SOURCE EXCERPT:
You are viewing a plain text version of this content. The canonical link for it is here.

Posted to solr-user@lucene.apache.org by Matt B <ma...@runbox.com> on 2015/03/02 21:04:42 UTC

Slow cross-core joins

I've recently inherited a Solr instance that is required to perform numerous joins between two cores, usually as filter queries, similar to the one below:

q=firstName=Matt&fq=-({!to=emailAddress toIndex=accounts type=join fromIndex=lists from=listValue}list_id:000038f2-351b-11e4-9579-001e67654bce OR {!to=emailDomain toIndex=accounts type=join fromIndex=lists from=listValue}list_id:000038f2-351b-11e4-9579-001e67654bce OR {!to=emailDomainReversed toIndex=accounts type=join fromIndex=lists from=listValue}list_id:000038f2-351b-11e4-9579-001e67654bce)

The accounts core is about 35GB with ~40,000,000 documents and the lists core is about 9 GB with 90,0000,000 documents.  There may be anywhere from one to one million documents in the lists core matching any particular list_id.  The idea is to filter a search query on the accounts core to include or exclude any documents with an email address, email domain, or reverse email domain that is found within the lists core for a particular list id.  The lists core is frequently updated on a daily basis with both additions and deletions.

Not surprisingly, such queries are very slow, usually taking minutes to return any results.

Are there any possible strategies to significantly increase the performance of such queries?  The JVM max heap size is set to 16 GB and the server has 64 GB RAM.

Re: Slow cross-core joins

Posted by Mikhail Khludnev <mk...@griddynamics.com>.

Excuse me for hijacking: I raised
https://issues.apache.org/jira/browse/LUCENE-6332. Please vote if you need.

On Mon, Mar 2, 2015 at 11:04 PM, Matt B <ma...@runbox.com> wrote:

> I've recently inherited a Solr instance that is required to perform
> numerous joins between two cores, usually as filter queries, similar to the
> one below:
>
> q=firstName=Matt&fq=-({!to=emailAddress toIndex=accounts type=join
> fromIndex=lists from=listValue}list_id:000038f2-351b-11e4-9579-001e67654bce
> OR {!to=emailDomain toIndex=accounts type=join fromIndex=lists
> from=listValue}list_id:000038f2-351b-11e4-9579-001e67654bce OR
> {!to=emailDomainReversed toIndex=accounts type=join fromIndex=lists
> from=listValue}list_id:000038f2-351b-11e4-9579-001e67654bce)
>
> The accounts core is about 35GB with ~40,000,000 documents and the lists
> core is about 9 GB with 90,0000,000 documents.  There may be anywhere from
> one to one million documents in the lists core matching any particular
> list_id.  The idea is to filter a search query on the accounts core to
> include or exclude any documents with an email address, email domain, or
> reverse email domain that is found within the lists core for a particular
> list id.  The lists core is frequently updated on a daily basis with both
> additions and deletions.

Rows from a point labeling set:
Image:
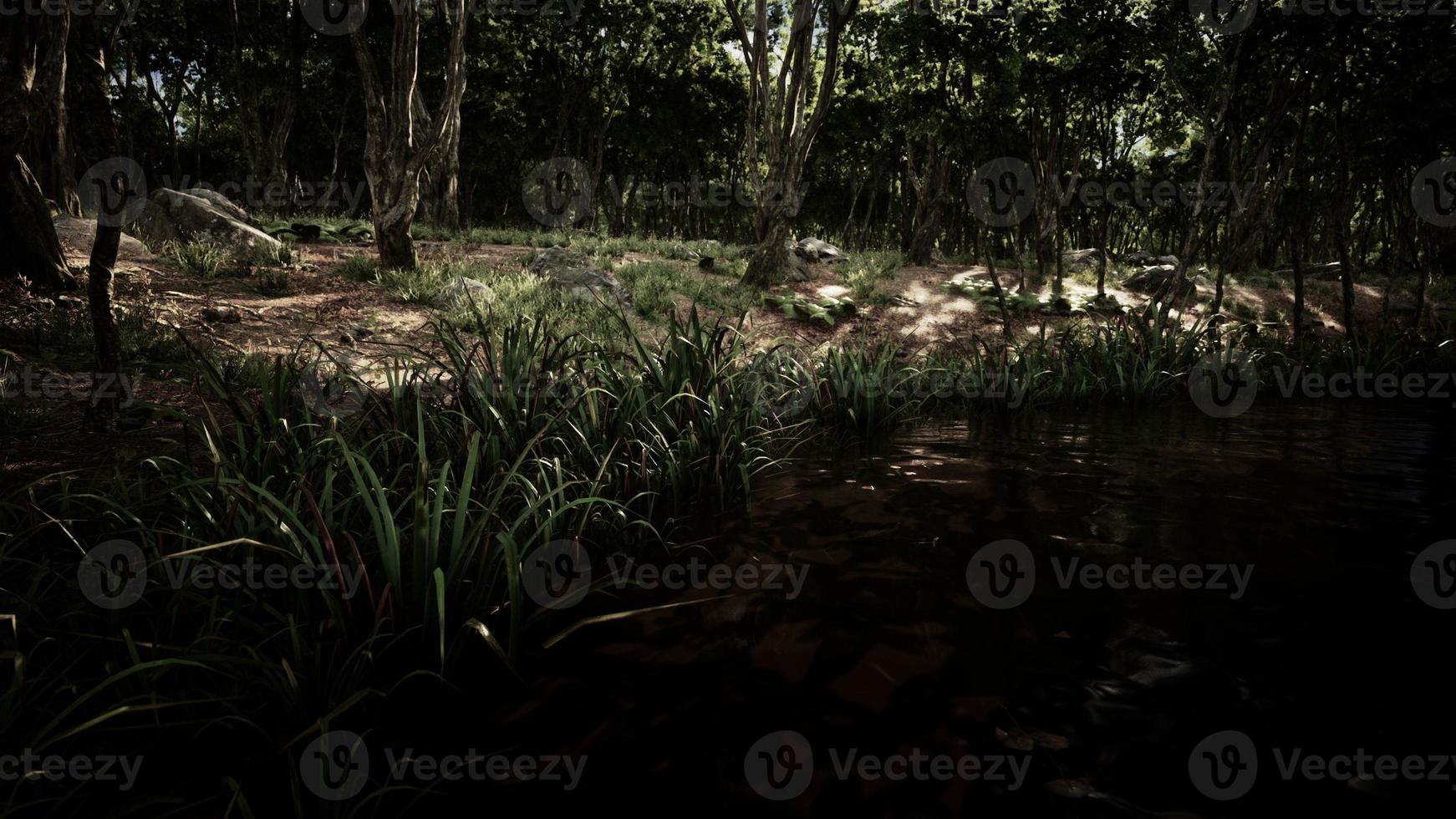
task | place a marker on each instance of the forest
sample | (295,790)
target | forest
(445,406)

EXERCISE REQUIREMENTS:
1. According to the Solr thread, what is the JVM max heap size set to?
2. Copy out every one of the rows above again, requests included, but multiply each coordinate in the answers by 2.55 and round to whole numbers, halves up. Leave out the pictures.

SOLUTION LIST:
1. 16 GB

2.
Image:
task | place a marker on each instance of the forest
sample | (295,790)
target | forest
(1135,1035)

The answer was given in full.